Directive A
Copy every line of the entries below, from their start through the line containing "Outlines of the", with both ends included and unchanged, and leave out the pictures.

Excerpted text
Start

Fuck! I crossed a line.

I didn’t need to do that. Really. I didn’t. I didn’t need to put that “bad” word there so big. I didn’t. This is not an article about cursing. Or even about the power of words.

Instead, I want to write about the idea of “going over the line.” Which is what I just tried to do with the explicative – to cross a line. Line crossing is our topic today.

 

If you want to read about the science of how cursing helps relieve stress, click here.
If you want to read an article I wrote about cursing versus bad words, click here.

 

 

A story about line crossing

Here is a conversation I had years ago with my meditation instructor:

“I am afraid I am going to fall asleep while meditating.” 

“Go ahead, fall asleep while you meditate.”

“Well, I don’t want to fall asleep while I am meditating.”

“Brian, unless you allow yourself to fall asleep, you’ll never know where that line is.

You’ll never know how far you could have gone before you fell asleep.” 

 

That stuck with me. 

After that, I have allowed myself to fall asleep from time to time in my meditation. Because this way I have been able to learn about the spaces of consciousness right before unawareness.

End

Supplied material
Start

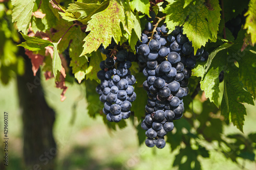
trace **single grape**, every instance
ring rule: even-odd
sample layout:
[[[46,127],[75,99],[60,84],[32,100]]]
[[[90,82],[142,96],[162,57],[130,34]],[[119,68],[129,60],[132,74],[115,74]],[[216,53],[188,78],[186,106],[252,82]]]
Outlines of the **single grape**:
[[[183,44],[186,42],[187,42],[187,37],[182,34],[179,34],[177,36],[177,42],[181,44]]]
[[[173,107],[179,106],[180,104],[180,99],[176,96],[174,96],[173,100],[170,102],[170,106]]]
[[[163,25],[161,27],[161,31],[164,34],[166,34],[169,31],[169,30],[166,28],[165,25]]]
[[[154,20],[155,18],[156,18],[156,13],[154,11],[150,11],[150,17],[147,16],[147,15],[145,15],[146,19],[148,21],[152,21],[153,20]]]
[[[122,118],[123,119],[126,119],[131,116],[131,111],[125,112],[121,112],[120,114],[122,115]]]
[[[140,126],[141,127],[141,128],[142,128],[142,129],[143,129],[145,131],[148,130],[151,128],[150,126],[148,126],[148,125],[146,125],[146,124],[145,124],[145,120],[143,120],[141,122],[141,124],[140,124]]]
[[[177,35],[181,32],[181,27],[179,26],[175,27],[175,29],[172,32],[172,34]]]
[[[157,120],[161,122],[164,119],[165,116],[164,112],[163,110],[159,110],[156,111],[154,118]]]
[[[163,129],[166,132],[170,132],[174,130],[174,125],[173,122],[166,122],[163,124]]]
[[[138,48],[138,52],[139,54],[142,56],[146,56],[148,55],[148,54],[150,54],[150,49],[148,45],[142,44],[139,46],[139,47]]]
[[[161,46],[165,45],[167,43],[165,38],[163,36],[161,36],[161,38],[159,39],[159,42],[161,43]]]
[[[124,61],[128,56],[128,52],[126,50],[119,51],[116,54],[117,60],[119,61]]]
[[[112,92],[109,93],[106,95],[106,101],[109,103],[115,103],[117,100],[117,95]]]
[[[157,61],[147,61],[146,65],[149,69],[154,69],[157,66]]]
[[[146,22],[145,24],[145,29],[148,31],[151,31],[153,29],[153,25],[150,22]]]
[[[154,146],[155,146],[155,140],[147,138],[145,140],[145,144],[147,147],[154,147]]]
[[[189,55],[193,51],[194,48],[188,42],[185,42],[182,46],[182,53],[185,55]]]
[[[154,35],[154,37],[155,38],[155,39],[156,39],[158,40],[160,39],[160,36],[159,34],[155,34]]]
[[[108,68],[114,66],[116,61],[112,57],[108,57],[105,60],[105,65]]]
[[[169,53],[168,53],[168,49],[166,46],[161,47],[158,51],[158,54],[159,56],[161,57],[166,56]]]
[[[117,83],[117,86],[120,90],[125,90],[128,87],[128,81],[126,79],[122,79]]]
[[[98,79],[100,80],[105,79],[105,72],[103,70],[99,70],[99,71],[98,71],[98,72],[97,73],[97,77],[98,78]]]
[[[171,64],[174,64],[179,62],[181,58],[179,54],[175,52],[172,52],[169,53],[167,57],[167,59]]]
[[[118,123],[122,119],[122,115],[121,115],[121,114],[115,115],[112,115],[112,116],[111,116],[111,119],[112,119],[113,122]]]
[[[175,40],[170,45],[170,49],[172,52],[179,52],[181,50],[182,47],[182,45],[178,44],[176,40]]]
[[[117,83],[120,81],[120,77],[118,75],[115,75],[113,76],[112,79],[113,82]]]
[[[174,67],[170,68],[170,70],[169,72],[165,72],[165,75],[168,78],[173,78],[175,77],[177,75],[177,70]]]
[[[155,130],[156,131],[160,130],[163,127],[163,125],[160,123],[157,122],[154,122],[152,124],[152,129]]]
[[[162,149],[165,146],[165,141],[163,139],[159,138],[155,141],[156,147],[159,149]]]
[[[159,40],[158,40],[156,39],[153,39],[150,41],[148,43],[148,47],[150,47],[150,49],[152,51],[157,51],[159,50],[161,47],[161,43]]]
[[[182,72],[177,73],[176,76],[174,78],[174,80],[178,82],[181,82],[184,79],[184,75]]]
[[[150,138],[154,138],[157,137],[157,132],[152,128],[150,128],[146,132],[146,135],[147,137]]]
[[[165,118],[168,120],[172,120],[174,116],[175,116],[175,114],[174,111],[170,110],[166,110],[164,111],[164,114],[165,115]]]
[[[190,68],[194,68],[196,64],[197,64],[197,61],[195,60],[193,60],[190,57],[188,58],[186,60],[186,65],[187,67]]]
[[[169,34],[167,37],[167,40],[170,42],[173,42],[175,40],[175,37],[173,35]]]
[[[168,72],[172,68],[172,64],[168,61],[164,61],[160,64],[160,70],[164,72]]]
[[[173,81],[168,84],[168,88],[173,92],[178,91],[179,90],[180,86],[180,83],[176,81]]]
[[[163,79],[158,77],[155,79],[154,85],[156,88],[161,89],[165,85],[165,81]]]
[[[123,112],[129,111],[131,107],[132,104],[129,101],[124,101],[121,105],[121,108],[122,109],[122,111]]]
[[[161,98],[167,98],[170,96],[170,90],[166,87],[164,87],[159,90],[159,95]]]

End

Directive B
In the excerpt about crossing a line, what did the meditation instructor say Brian would never know unless he allowed himself to fall asleep?

Exercise answer A
trace **single grape**, every instance
ring rule: even-odd
sample layout:
[[[46,127],[75,99],[60,84],[32,100]]]
[[[90,82],[142,96],[162,57],[130,34]],[[119,68],[129,60],[132,74],[115,74]],[[216,53],[188,78],[186,106],[252,82]]]
Outlines of the **single grape**:

Exercise answer B
He would never know where that line is, or how far he could have gone before he fell asleep.